** START OF SUPPLIED RECORDS **

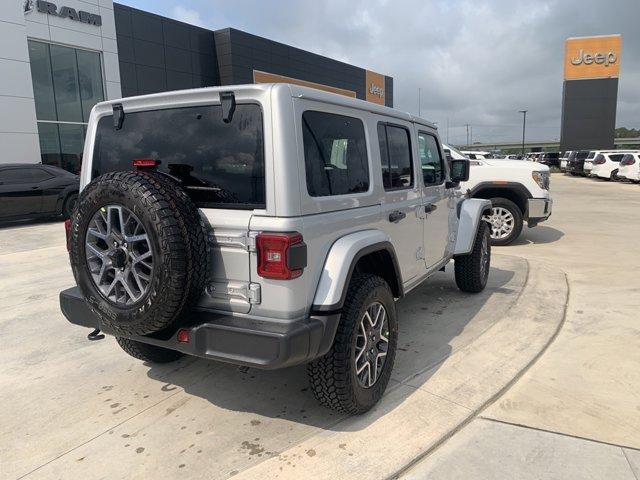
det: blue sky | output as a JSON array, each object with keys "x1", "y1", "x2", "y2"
[{"x1": 119, "y1": 0, "x2": 640, "y2": 143}]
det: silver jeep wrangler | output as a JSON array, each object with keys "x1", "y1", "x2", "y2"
[{"x1": 60, "y1": 84, "x2": 491, "y2": 413}]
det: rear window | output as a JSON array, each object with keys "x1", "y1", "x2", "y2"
[{"x1": 91, "y1": 104, "x2": 265, "y2": 209}]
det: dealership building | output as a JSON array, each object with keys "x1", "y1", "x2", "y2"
[{"x1": 0, "y1": 0, "x2": 393, "y2": 171}]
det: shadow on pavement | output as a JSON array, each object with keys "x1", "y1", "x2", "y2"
[
  {"x1": 147, "y1": 264, "x2": 526, "y2": 431},
  {"x1": 512, "y1": 225, "x2": 564, "y2": 245}
]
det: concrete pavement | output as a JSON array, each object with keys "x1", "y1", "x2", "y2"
[
  {"x1": 403, "y1": 175, "x2": 640, "y2": 479},
  {"x1": 0, "y1": 216, "x2": 567, "y2": 479}
]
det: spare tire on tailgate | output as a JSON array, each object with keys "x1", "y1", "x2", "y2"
[{"x1": 70, "y1": 171, "x2": 209, "y2": 336}]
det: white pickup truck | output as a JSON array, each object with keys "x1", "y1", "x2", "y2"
[{"x1": 442, "y1": 144, "x2": 553, "y2": 245}]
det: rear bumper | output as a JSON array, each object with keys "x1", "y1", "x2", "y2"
[
  {"x1": 60, "y1": 287, "x2": 340, "y2": 369},
  {"x1": 527, "y1": 198, "x2": 553, "y2": 227}
]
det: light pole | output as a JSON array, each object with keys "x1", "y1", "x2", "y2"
[{"x1": 520, "y1": 110, "x2": 528, "y2": 157}]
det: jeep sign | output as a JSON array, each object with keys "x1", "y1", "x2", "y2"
[
  {"x1": 564, "y1": 35, "x2": 622, "y2": 80},
  {"x1": 24, "y1": 0, "x2": 102, "y2": 27}
]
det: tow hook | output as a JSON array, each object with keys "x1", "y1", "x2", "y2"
[{"x1": 87, "y1": 328, "x2": 104, "y2": 341}]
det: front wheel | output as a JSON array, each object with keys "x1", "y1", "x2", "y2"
[
  {"x1": 455, "y1": 221, "x2": 491, "y2": 293},
  {"x1": 307, "y1": 274, "x2": 398, "y2": 414},
  {"x1": 482, "y1": 198, "x2": 522, "y2": 246}
]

** END OF SUPPLIED RECORDS **

PROBLEM TO WORK ON »
Please convert the entries above, starting with the line that contains "det: front wheel" and going on through the last line of the entries, into a JSON list of strings with one string per line. Leave out any blank lines.

RESULT FOR THIS EXERCISE »
[
  "det: front wheel | output as a JSON array, each object with keys \"x1\", \"y1\", \"x2\", \"y2\"",
  "[",
  "  {\"x1\": 455, \"y1\": 221, \"x2\": 491, \"y2\": 293},",
  "  {\"x1\": 307, \"y1\": 274, \"x2\": 398, \"y2\": 414},",
  "  {\"x1\": 482, \"y1\": 198, \"x2\": 522, \"y2\": 246}",
  "]"
]